■ **AUFGABENSTELLUNG**
Stimmen die folgenden Aussagen mit dem Auszug über den Stuttgarter Weihnachtsmarkt überein? Beantworten Sie jede mit Ja oder Nein und zitieren Sie die entscheidenden Worte des Auszugs wörtlich.
(a) Andreas Zinnecker hat den Preis für eine Tasse Glühwein erhöht.
(b) Linda Brandl bietet seit 48 Jahren auf dem Rathausplatz Glühwein an.
(c) An Currles Stand ist die Nachfrage nach Maultaschen und Käsespätzle gering.

■ **AUSZUG**

Es ist voll an diesem Samstag auf dem Weihnachtsmarkt. Lange Schlangen an den Glühwein- und Wurstständen, auch wer im Kinderland auf dem Schlossplatz dem Miniriesenrad, dem nostalgischen Kinderkarussell oder der Minieisenbahn fahren will, muss Geduld haben. Seit dem 23. November drängen sich mehr als 220 Hütten in der Innenstadt, und die Besucher erfreuen sich an detailreichen, kreativen Dachdekorationen.

Zufriedenheit bei den Anbietern von Glühwein und Co.

Das schaut nach guten Geschäften für die Wirte, Händler und Betreiber von Fahrgeschäften aus. Doch die Bilanz – fünf Tage ehe der letzte Glühwein ausgeschenkt wird-, fällt durchwachsen aus. Zufrieden ist man bei den Fahrgeschäften und bei den Ess- und Getränkebuden. Dazu zählt auch Andreas Zinnecker, der mit seiner Familie nach 2019 zum zweiten Mal die weltweit größte transportable Weihnachtspyramide auf den Schlossplatz gebracht hat. „Ich bin sehr zufrieden. Die Leute haben Sehnsucht nach Glühwein und Stimmung“, sagt er. Vielleicht ist es bislang auch gut gelaufen, weil er den Preis für eine Tasse Glühwein nicht erhöht hat.

Zufrieden sind auch die Mitarbeiter an Currles Stand. Glühwein sei zwar eher etwas schleppend gelaufen – aber dafür ist die Nachfrage nach Maultaschen und Käsespätzle gewaltig. Dennoch vermisst ein Mitarbeiter die asiatischen Besucher, von denen vor der Pandemie noch jede Menge auf dem Weihnachtsmarkt gegeben hätte. Überhaupt seien deutlich weniger Touristen in der Landeshauptstadt als noch vor der Pandemie. Diesen Eindruck bestätigt auch Linda Brandl, die auf dem Rathausplatz seit 48 Jahren Glühwein- und Punschvarianten sowie Waffeln anbietet. Ihre Gefühlslage: zwischen himmelhochjauchzend und zu Tode betrübt. „Ja, an den Wochenenden läuft es, aber unter der Woche fehlen die Busse und ausländische Touristen“, sagt sie. Möglicherweise sei der Weihnachtsmarkt über Stuttgart hinaus zu wenig beworben worden. „Er ist längst kein Selbstläufer mehr. Vielleicht muss man das Konzept überdenken“, sagt sie an die Adresse von in.Stuttgart, dem Veranstalter des Weihnachtsmarktes.

■ **DATENEINTRÄGE**
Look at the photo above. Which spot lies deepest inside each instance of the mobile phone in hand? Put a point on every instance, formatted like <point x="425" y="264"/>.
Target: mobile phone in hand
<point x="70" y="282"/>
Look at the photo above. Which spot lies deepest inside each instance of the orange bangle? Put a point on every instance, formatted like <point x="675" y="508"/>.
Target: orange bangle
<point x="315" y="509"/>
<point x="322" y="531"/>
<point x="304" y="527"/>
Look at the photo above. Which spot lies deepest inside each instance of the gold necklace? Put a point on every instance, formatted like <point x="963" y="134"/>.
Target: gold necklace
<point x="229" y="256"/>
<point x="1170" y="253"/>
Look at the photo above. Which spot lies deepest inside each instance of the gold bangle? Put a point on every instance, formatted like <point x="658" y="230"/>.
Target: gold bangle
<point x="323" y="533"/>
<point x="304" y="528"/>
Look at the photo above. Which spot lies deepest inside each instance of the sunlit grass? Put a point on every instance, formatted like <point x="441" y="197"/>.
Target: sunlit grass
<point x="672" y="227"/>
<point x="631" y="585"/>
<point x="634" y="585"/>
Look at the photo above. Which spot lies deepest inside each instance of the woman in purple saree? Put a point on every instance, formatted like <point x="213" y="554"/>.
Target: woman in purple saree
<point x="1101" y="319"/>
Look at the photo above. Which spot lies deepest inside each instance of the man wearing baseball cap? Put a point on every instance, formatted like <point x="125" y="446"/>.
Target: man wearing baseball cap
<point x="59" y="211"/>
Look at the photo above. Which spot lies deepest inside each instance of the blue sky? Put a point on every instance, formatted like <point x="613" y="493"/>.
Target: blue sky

■ **IHRE LÖSUNG**
(a) Nein: „weil er den Preis für eine Tasse Glühwein nicht erhöht hat“
(b) Ja: „die auf dem Rathausplatz seit 48 Jahren Glühwein- und Punschvarianten sowie Waffeln anbietet“
(c) Nein: „aber dafür ist die Nachfrage nach Maultaschen und Käsespätzle gewaltig“